Which lines in the rows below contain the word "Segment"? Show each of them in full.

EXERCISE MATERIALS -
◆ ◆ ◆ ◆ ◆ ◆ ◆

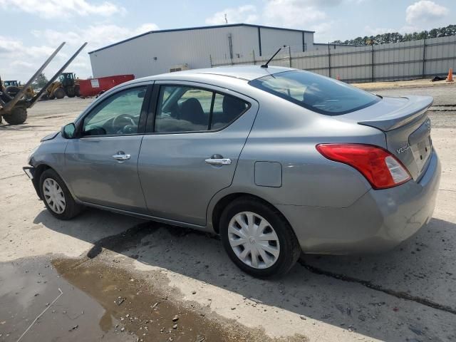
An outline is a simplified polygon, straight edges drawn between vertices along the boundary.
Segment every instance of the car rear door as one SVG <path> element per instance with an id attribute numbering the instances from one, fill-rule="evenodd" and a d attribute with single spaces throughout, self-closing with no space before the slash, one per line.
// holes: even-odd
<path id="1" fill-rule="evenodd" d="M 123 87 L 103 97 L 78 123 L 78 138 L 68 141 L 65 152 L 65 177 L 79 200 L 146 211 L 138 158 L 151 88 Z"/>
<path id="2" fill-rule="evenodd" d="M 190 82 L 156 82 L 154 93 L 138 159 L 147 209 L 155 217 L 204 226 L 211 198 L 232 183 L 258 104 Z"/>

◆ ◆ ◆ ◆ ◆ ◆ ◆

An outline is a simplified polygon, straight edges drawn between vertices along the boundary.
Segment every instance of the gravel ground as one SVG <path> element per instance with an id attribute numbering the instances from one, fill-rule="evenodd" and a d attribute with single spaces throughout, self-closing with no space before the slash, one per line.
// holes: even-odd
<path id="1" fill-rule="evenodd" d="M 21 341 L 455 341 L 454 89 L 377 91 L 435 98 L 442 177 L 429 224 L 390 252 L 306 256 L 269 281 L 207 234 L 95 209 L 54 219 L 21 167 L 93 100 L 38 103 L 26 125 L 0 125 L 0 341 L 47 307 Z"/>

◆ ◆ ◆ ◆ ◆ ◆ ◆

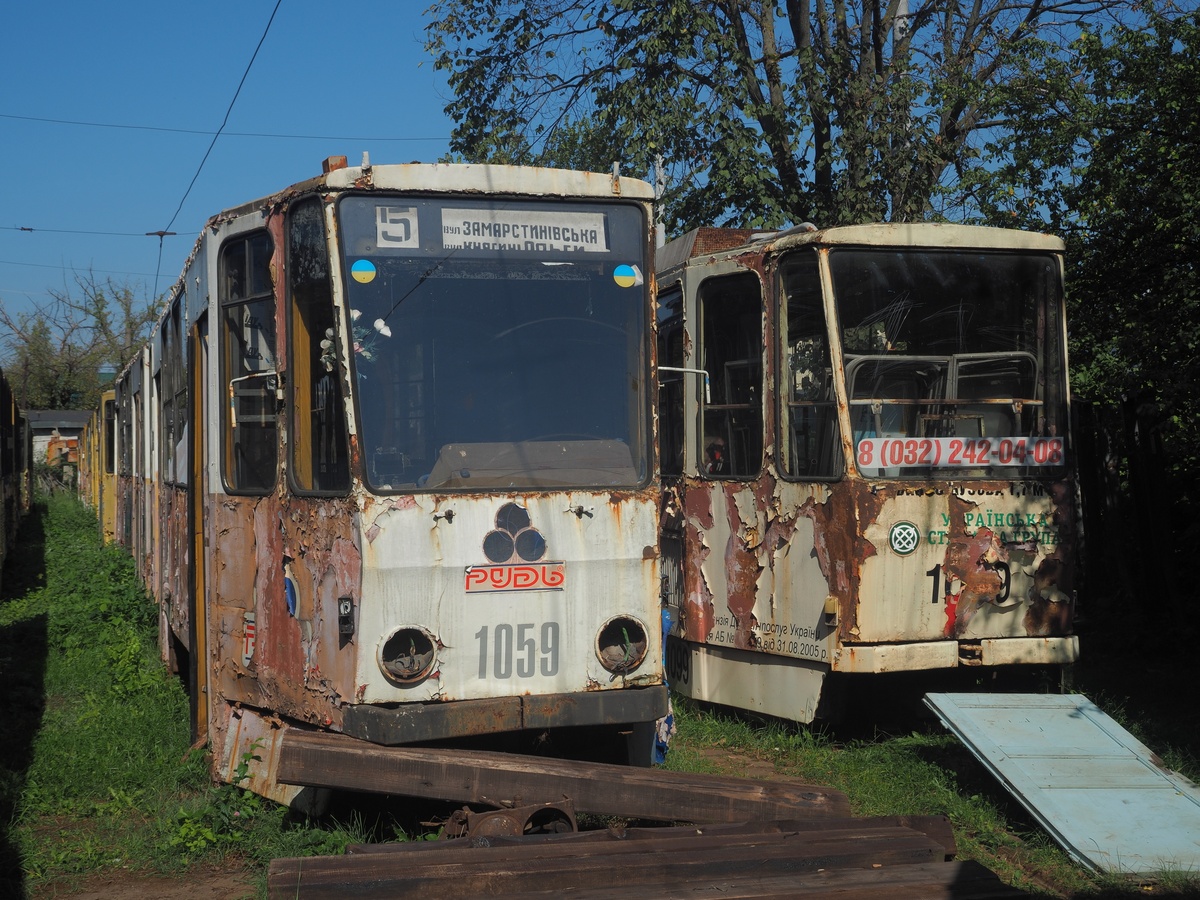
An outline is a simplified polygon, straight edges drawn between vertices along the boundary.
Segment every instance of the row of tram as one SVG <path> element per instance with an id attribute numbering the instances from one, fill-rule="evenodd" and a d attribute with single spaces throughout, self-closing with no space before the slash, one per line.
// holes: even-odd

◆ ◆ ◆ ◆ ◆ ◆ ◆

FULL OUTPUT -
Segment every instance of the car rear door as one SVG <path> element per instance with an id attribute numbering the instances from one, fill-rule="evenodd" and a d attribute with single spaces throughout, self-closing with no space before the slash, one per line.
Segment every instance of the gravel ground as one SVG <path> element per instance with an id attribute numbering the instances from one, fill-rule="evenodd" and a d attribute with single spaces throughout, self-closing with no space before the slash, one per line.
Segment every instance of the row of tram as one SVG <path> element per instance with an id attribute numbering the instances from one, fill-rule="evenodd" and a d attribute with single spaces throughout, self-closing with no space before the slash, one per line.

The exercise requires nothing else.